• THE TASK: Extract the listing below in full, unchanged.

• DATA ENTRIES:
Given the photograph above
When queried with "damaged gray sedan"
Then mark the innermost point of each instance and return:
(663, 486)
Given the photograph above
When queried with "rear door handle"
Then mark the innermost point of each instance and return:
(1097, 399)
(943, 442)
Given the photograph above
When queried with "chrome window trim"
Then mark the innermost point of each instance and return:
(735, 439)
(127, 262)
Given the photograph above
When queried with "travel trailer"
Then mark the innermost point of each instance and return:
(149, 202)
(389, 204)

• EXPECTED ANSWER:
Given the photograph above
When queried with "damaged gray sedan"
Then mark the innermost point of each instance and return:
(663, 486)
Given the photograph above
When queried with "rear door handle"
Then mark the innermost point of each instance and return:
(1097, 399)
(943, 442)
Given the photograph above
When queried with "chrome window trim"
Then mark the innermost point of each instance and return:
(735, 439)
(127, 262)
Given the photograph above
When queried with "travel trailer"
Then mark the innermost point of each instance and return:
(149, 202)
(389, 204)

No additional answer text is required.